* _What you have to do_
Answer these from the text below about sexual response and addiction.
(a) According to one researcher, what did addicts report tasting when "triggered," and where?
(b) In the desert island example, what two foods does the stranded alcoholic have to live on?
(c) Which centers of the brain does the limbic system dampen as it tries to "hijack" the brain?

* _Extracted text_
▶
This whole process can happen within a few seconds.
But what you, as a man in this scenario, may not fully realize, is that your brain has begun the process of preparing you for sex. It is biologically wired within our brains and nervous system at a subconscious level to increase in sexual responses at the sight of a potential partner.
This same process happens to those addicted to drugs, alcohol, tobacco or pornography. Science reveals that at the sight of a needle to an addict, an empty bottle to an alcoholic, a cigarette pack to a smoker, or a partially nude woman to basically any man, spikes dopamine in the brain.2 From there, the limbic system tries to dominate and “hijack” the brain, dampening the planning and reasoning centers.3
One researcher found that addicts reported tasting their drug in the back of their throats when “triggered.”4 This is because our somewhat strange brain, starts to mimic our drug of choice and give us a “primer.” It’s like taking a small piece of the drug itself.
But lets go back to the man in the above scenario. What switched the man around at the sight of the female? Why was he able to take “control” after his body started the initial processes of preparing him for sex?
Obviously, the man realizes that he cannot go mate with this woman (even if he wanted to). It is not an option. He is in the middle of driving. He may be busy, or running late to work. He also knows that this woman doesn’t know who he is. The chances of the female immediately “jumping in the sack” with him is very, very unlikely. All these obvious reasons enter the man’s mind.
He knows it isn’t an option to pursue this female, even though his biological responses tell otherwise.
Let me put it this way. If your an alcoholic, you become stranded on a desert island with nothing other than fish and bananas to live on, you probably realize that drinking is no longer an option. It is when we know that our drug of choice is available, that the mind will become preoccupied on “using.”
◀
* _Entries provided_
▶
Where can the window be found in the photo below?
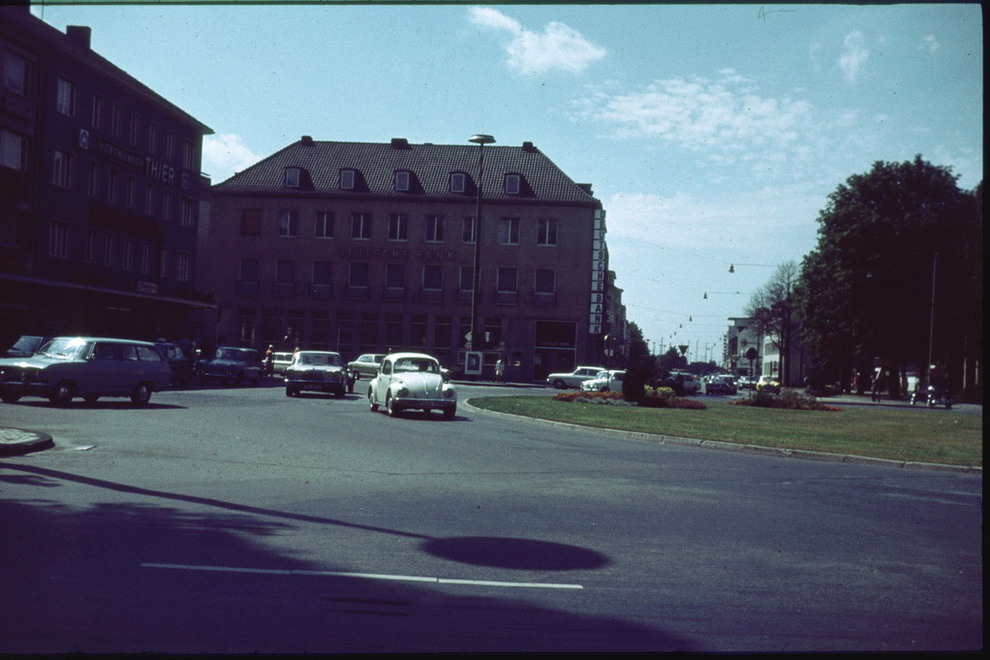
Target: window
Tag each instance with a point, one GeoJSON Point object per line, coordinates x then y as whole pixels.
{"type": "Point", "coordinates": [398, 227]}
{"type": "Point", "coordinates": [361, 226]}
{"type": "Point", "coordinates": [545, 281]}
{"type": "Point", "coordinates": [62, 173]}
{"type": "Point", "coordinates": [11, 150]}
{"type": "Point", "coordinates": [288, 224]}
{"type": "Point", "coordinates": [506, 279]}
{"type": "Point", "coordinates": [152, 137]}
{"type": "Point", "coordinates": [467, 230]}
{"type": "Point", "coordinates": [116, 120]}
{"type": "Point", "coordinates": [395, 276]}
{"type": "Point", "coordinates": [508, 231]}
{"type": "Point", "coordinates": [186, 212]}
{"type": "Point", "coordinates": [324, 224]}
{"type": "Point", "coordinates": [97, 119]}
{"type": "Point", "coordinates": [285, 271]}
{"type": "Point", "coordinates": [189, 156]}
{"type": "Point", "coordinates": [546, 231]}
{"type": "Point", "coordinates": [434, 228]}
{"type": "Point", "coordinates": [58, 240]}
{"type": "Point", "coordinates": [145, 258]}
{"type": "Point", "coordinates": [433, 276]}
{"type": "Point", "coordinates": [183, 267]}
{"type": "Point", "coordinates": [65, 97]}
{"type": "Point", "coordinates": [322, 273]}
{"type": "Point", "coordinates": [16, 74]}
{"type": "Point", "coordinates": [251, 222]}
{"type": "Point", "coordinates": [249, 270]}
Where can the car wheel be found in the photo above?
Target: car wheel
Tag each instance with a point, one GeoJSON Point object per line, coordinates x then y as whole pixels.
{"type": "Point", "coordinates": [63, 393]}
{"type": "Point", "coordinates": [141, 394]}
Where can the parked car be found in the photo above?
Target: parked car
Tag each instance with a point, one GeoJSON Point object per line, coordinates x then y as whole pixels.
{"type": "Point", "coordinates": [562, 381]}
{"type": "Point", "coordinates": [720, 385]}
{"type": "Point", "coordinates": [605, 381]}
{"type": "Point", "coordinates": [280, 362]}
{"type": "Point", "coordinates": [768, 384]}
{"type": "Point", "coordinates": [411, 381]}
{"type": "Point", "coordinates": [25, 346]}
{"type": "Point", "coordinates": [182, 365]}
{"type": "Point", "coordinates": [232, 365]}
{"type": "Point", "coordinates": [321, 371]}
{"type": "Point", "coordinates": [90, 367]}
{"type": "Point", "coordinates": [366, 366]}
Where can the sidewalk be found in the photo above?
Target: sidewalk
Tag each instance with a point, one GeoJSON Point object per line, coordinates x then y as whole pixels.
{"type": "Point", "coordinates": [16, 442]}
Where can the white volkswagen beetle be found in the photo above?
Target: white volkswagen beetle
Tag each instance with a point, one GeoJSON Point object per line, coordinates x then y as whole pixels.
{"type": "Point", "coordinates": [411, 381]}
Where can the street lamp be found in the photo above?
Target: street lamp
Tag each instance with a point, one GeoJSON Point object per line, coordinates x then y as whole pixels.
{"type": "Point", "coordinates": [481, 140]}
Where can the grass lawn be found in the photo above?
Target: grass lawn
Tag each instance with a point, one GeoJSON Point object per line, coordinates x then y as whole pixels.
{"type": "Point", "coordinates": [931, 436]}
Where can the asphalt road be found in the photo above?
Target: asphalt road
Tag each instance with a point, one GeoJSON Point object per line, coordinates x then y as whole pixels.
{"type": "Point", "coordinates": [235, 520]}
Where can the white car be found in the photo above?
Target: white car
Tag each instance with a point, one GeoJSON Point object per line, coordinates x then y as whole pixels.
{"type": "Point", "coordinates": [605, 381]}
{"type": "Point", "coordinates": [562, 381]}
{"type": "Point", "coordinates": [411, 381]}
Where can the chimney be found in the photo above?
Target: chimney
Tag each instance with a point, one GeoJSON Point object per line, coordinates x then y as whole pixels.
◀
* _Reply to the exercise_
(a) They reported tasting their drug in the back of their throats.
(b) Fish and bananas.
(c) The planning and reasoning centers.